-- EXERCISE REQUIREMENTS --
Return every line of the listing below with no changes.

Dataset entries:
══════════════════════════════
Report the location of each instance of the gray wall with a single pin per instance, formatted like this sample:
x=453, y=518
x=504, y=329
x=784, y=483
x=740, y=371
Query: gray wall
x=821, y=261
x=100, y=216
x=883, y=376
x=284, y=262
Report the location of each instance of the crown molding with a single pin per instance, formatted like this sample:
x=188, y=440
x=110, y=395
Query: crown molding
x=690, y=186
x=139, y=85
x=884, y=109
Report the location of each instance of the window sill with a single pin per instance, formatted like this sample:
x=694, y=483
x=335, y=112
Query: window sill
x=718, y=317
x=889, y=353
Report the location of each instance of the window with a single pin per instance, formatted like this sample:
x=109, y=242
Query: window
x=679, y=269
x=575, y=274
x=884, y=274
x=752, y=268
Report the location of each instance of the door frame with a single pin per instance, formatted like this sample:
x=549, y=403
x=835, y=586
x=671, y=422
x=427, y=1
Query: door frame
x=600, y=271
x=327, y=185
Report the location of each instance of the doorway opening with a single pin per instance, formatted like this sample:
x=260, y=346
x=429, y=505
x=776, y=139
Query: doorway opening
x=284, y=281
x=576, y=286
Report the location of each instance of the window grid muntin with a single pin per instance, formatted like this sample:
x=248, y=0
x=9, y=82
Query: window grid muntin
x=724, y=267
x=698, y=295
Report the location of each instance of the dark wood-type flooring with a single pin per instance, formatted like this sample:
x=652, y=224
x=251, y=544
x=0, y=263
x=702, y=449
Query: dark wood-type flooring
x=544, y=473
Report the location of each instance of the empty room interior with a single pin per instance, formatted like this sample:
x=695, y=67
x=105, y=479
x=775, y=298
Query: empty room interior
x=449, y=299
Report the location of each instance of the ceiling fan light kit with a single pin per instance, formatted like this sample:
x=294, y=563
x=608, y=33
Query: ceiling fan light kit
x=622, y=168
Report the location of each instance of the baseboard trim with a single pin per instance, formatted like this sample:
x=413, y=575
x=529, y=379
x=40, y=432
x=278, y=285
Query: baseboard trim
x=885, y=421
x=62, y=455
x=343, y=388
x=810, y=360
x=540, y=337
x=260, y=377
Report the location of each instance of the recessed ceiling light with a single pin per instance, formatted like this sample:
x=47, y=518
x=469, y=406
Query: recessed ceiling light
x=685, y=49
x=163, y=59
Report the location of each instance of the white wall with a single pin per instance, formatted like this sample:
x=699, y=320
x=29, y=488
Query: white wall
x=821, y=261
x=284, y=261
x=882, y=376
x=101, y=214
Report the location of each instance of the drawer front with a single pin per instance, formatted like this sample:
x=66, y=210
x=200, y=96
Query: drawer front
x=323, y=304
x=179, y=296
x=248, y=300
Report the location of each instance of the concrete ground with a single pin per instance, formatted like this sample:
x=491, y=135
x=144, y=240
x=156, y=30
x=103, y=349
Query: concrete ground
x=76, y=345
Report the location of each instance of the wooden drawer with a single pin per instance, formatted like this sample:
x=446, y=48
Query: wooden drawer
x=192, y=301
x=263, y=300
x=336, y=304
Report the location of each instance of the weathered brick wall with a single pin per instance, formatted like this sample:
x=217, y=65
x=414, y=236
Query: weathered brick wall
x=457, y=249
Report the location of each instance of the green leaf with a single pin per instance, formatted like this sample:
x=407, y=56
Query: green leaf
══════════════════════════════
-- SOLUTION FOR THIS EXERCISE --
Report the location of each instance of the gray wall with a single pin per instance, formatted like this sample:
x=453, y=518
x=504, y=329
x=784, y=483
x=740, y=371
Query: gray wall
x=821, y=261
x=100, y=216
x=883, y=376
x=284, y=262
Report the location of each instance of the crown molding with a single pin per instance, formatted like this sample:
x=188, y=440
x=110, y=395
Query: crown molding
x=690, y=186
x=139, y=85
x=884, y=109
Report the location of each instance of the window sill with a single pin per instance, formatted like this sample:
x=694, y=483
x=335, y=112
Query: window sill
x=718, y=317
x=889, y=353
Report the location of each instance of the window with a single pin per instance, formatted like this sample:
x=109, y=242
Query: window
x=679, y=269
x=575, y=274
x=884, y=274
x=752, y=268
Report the location of each instance of the door frame with a single pin per instance, formatted like this sample:
x=549, y=403
x=835, y=586
x=671, y=422
x=427, y=1
Query: door frame
x=600, y=271
x=327, y=185
Report the location of each instance of the doorway opening with a single pin per instance, formatted like this sample:
x=260, y=346
x=429, y=505
x=776, y=139
Query: doorway opening
x=284, y=281
x=576, y=286
Report the location of each instance of the window grid muntin with a single pin per instance, formatted like this sample:
x=248, y=0
x=9, y=82
Query: window grid muntin
x=724, y=267
x=698, y=295
Report the location of each instance of the dark wood-type flooring with a single pin per instance, formatted like this sample:
x=652, y=224
x=251, y=544
x=0, y=263
x=702, y=449
Query: dark wood-type flooring
x=544, y=473
Report the location of each instance of the empty room interior with a single pin per instance, formatted like this sample:
x=695, y=67
x=105, y=479
x=775, y=298
Query: empty room interior
x=449, y=299
Report the location of each instance of the ceiling fan light kit with a single pin per instance, formatted like this sample:
x=294, y=563
x=608, y=33
Query: ceiling fan light kit
x=622, y=168
Report the location of each instance of the baseboard trim with a single pin per instance, formatted like this sample:
x=413, y=575
x=529, y=379
x=40, y=432
x=278, y=285
Query: baseboard trim
x=885, y=421
x=62, y=455
x=343, y=388
x=810, y=360
x=540, y=337
x=260, y=377
Report the location of each instance of the recessed ceiling light with a single pin per instance, formatted like this sample:
x=47, y=518
x=469, y=406
Query: recessed ceiling light
x=685, y=49
x=163, y=59
Report the location of each instance of the white wall with a single pin per instance, formatted like this sample:
x=699, y=320
x=29, y=488
Query: white wall
x=821, y=261
x=284, y=261
x=882, y=376
x=101, y=214
Report the location of each instance of the drawer front with a single pin per instance, formatted like this sample:
x=66, y=210
x=200, y=96
Query: drawer front
x=323, y=304
x=179, y=296
x=248, y=300
Report the location of each instance of the concrete ground with a single pin per instance, formatted like this sample:
x=491, y=135
x=144, y=240
x=156, y=30
x=103, y=349
Query: concrete ground
x=76, y=345
Report the location of each instance of the wooden drawer with a single pin per instance, formatted like this sample:
x=446, y=48
Query: wooden drawer
x=192, y=301
x=263, y=300
x=336, y=304
Report the location of each instance of the weathered brick wall with a single pin per instance, formatted like this sample:
x=217, y=65
x=414, y=236
Query: weathered brick wall
x=457, y=249
Report the location of each instance of the green leaf with a single pin per instance, formatted like this sample:
x=407, y=56
Query: green leaf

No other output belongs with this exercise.